= To do =
Reproduce the items verbatim, from the start through the line that contains "80, 53, 113]]", including both ends.

(Bounding-box records)
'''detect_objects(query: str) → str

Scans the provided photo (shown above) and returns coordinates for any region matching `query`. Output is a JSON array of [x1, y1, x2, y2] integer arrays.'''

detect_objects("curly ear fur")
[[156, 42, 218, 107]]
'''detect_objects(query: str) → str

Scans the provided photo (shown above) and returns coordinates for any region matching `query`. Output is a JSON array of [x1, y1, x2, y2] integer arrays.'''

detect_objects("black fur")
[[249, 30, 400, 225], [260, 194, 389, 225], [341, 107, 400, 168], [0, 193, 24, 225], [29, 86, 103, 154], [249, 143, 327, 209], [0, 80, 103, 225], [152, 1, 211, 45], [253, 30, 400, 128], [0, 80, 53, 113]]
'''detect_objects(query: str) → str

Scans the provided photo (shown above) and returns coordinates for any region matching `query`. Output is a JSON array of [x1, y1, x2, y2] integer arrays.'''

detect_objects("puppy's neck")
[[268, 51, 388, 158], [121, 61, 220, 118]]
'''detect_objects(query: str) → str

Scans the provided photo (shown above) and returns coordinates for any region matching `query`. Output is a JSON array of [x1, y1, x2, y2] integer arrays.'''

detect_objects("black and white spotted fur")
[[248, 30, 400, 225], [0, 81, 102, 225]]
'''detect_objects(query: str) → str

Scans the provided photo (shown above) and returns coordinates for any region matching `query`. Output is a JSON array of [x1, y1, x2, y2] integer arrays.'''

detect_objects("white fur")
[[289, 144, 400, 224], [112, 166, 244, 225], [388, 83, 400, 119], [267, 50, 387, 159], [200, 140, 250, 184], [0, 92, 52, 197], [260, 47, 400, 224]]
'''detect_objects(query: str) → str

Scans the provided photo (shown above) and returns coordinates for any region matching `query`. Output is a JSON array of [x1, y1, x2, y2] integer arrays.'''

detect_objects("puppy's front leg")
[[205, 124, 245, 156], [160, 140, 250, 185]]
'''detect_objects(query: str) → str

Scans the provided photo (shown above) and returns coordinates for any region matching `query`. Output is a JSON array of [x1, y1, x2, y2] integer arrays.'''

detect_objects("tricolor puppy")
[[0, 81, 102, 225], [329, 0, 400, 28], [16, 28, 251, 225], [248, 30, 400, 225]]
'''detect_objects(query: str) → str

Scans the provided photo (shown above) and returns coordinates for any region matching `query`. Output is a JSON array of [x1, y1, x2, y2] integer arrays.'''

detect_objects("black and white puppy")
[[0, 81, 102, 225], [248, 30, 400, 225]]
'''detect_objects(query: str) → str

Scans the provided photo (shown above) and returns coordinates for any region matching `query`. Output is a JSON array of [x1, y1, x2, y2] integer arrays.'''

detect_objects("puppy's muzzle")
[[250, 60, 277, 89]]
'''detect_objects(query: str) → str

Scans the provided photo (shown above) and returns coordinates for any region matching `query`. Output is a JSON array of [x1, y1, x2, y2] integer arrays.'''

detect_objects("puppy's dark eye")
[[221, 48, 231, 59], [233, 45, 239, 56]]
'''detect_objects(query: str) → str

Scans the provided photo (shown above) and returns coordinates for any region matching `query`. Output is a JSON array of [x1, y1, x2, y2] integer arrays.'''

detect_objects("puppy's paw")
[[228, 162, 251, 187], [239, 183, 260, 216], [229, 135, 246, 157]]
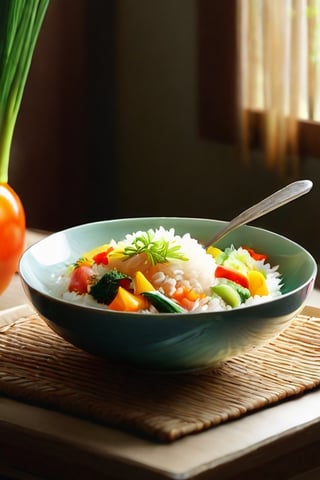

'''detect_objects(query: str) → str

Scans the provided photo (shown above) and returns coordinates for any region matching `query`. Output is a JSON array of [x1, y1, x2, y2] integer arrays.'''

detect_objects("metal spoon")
[[205, 180, 313, 248]]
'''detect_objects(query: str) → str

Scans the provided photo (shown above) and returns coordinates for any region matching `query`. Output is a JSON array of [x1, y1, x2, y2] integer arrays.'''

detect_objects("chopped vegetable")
[[108, 287, 149, 312], [122, 230, 188, 265], [211, 283, 241, 308], [69, 265, 93, 295], [90, 270, 131, 305], [248, 270, 269, 297], [215, 265, 249, 288], [143, 290, 186, 313]]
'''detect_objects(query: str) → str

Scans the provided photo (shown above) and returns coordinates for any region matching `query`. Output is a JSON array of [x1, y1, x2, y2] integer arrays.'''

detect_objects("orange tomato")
[[0, 183, 26, 294]]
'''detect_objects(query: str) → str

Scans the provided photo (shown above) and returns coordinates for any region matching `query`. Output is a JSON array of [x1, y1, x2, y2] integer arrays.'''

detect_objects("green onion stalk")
[[0, 0, 50, 293]]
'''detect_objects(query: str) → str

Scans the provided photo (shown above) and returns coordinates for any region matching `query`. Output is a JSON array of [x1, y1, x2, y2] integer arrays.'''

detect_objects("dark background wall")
[[10, 0, 320, 258]]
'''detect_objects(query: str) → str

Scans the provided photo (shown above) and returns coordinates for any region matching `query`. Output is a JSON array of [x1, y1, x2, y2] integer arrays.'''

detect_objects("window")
[[198, 0, 320, 172]]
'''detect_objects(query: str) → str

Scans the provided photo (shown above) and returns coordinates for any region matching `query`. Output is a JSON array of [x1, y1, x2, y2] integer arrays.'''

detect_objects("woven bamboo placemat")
[[0, 307, 320, 442]]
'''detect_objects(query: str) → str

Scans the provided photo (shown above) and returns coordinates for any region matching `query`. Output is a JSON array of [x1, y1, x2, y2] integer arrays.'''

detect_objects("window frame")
[[197, 0, 320, 158]]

= The completed task =
'''detect_objects(query: str) → str

Scans the provided photo (shown above) and returns coordinates for any region matching `query`. Output is a JSON array of [x1, y1, x2, y2] integer arrays.'''

detect_objects("curly ear fur")
[[156, 42, 218, 107]]
'''detect_objects(query: str) → str

Scans the provided photo (shown above) and returns coordinates for any region matching `query`. Output is a JSON array of [x1, y1, x2, y2] integer arrays.'''

detect_objects("black fur")
[[249, 30, 400, 225], [260, 194, 389, 225], [341, 107, 400, 168], [0, 193, 24, 225], [29, 86, 103, 154], [249, 143, 327, 209], [0, 80, 103, 225], [152, 1, 211, 45], [253, 30, 400, 128], [0, 80, 53, 113]]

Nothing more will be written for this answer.